▶ _What needs to be done_: Please pick out every line in the entries below that contains the word "leafy", and copy each of those lines in full.

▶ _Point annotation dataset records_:

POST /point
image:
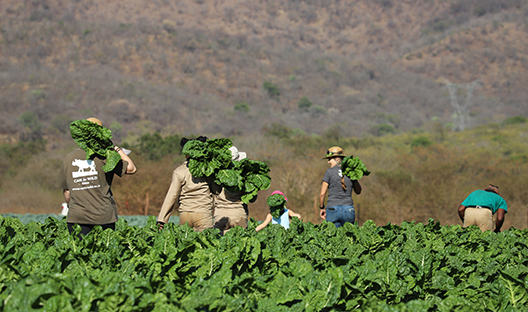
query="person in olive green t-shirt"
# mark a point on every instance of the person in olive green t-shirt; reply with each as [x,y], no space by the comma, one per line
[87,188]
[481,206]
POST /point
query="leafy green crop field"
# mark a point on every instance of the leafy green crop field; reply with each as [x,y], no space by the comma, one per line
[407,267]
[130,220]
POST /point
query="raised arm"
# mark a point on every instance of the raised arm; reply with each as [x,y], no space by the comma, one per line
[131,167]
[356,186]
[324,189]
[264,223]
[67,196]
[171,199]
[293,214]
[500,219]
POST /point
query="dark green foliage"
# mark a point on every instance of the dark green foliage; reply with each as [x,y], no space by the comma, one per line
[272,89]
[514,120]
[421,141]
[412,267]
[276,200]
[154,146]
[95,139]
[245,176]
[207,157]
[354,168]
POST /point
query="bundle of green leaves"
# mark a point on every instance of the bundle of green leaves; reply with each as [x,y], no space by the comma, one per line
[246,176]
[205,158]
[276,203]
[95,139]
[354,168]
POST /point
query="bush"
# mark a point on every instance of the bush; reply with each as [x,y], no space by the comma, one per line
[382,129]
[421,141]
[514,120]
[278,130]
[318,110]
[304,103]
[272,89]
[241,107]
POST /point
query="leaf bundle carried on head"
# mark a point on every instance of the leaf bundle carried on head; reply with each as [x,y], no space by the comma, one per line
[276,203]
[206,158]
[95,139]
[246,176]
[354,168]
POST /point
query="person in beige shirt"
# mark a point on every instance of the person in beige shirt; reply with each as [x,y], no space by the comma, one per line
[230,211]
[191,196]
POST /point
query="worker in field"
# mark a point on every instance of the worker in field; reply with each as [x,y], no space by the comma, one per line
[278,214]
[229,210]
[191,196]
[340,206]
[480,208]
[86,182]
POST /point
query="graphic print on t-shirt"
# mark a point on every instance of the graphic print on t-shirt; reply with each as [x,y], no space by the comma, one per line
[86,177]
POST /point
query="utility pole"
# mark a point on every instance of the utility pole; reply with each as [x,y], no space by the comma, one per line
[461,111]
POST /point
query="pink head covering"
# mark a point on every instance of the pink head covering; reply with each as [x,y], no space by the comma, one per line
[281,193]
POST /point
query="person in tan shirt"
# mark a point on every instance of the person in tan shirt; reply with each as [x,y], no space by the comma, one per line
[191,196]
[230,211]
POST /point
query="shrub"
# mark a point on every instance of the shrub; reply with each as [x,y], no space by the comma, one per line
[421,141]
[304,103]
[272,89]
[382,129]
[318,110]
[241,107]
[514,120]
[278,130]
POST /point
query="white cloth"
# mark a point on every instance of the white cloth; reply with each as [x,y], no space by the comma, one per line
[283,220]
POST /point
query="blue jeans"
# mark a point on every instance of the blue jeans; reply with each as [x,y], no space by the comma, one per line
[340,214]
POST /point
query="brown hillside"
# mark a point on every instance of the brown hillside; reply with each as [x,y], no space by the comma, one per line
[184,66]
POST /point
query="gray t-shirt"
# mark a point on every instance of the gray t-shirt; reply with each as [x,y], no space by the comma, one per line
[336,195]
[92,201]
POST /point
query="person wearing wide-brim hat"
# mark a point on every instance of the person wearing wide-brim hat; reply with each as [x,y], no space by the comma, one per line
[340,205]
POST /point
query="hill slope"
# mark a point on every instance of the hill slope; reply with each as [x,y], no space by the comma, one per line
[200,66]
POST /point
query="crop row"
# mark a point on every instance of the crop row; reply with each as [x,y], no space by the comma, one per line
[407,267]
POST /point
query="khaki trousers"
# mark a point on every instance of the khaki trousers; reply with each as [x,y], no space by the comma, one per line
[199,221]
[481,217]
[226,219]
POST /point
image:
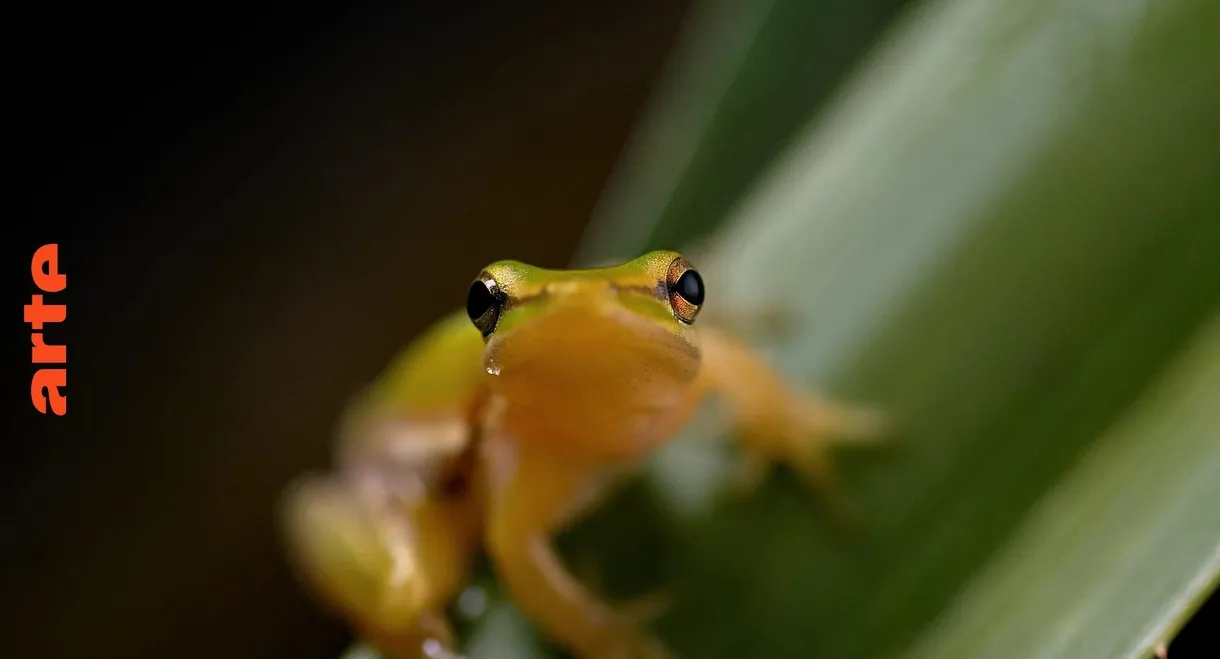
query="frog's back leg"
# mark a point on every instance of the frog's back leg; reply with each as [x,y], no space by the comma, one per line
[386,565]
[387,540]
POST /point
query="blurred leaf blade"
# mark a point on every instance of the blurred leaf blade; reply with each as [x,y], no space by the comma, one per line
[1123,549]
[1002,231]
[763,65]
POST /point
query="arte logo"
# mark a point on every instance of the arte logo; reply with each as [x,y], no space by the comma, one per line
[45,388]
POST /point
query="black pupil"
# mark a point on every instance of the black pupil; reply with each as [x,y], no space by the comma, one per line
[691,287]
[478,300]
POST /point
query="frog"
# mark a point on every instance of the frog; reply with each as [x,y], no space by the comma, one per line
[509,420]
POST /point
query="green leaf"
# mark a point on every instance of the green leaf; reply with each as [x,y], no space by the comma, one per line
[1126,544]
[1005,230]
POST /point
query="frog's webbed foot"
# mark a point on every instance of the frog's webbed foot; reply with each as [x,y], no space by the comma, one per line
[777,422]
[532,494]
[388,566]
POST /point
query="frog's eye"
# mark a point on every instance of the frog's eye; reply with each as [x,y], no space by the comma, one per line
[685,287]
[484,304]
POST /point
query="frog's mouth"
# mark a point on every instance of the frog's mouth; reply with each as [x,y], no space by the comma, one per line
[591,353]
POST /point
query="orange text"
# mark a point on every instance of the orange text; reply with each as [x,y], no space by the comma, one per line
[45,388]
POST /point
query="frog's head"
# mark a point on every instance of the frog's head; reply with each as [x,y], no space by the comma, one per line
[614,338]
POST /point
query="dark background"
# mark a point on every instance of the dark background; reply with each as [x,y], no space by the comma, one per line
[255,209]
==
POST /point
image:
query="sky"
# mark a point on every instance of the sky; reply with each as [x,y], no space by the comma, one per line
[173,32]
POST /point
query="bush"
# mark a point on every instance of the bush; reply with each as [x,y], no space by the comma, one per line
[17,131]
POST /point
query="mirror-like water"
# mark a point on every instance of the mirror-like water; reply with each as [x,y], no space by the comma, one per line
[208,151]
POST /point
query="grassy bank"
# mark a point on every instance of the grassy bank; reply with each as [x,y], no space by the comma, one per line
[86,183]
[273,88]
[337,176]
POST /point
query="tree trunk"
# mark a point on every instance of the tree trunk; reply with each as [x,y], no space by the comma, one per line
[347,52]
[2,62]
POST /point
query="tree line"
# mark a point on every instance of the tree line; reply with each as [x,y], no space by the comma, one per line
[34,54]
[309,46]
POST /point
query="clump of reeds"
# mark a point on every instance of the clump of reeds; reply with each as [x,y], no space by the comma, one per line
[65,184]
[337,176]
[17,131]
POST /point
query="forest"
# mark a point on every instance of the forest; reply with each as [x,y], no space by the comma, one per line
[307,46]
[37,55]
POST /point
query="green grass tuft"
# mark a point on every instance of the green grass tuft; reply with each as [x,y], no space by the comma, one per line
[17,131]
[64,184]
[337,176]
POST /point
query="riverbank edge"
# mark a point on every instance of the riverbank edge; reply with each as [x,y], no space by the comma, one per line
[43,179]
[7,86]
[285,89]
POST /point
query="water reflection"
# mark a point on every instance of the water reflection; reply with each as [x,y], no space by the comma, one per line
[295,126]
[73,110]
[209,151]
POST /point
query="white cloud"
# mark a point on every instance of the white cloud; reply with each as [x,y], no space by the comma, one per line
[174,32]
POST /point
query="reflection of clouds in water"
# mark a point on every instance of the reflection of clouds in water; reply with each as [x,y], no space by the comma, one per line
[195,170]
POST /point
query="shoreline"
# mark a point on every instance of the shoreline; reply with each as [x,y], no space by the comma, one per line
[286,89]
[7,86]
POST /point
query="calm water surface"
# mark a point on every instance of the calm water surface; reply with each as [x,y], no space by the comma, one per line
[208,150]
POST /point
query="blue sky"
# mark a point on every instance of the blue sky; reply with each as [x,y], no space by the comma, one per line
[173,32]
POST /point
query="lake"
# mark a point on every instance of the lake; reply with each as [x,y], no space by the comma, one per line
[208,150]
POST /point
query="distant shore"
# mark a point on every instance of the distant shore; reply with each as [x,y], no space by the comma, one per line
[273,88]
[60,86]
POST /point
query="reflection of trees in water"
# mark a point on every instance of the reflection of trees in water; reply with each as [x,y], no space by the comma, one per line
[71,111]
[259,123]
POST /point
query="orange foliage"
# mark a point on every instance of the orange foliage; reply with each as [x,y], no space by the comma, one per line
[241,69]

▶ _Response below_:
query="leafy green crop field"
# mark a point on every instance of the leafy green crop field; reply with each as [x,y], no space by the comma, one per line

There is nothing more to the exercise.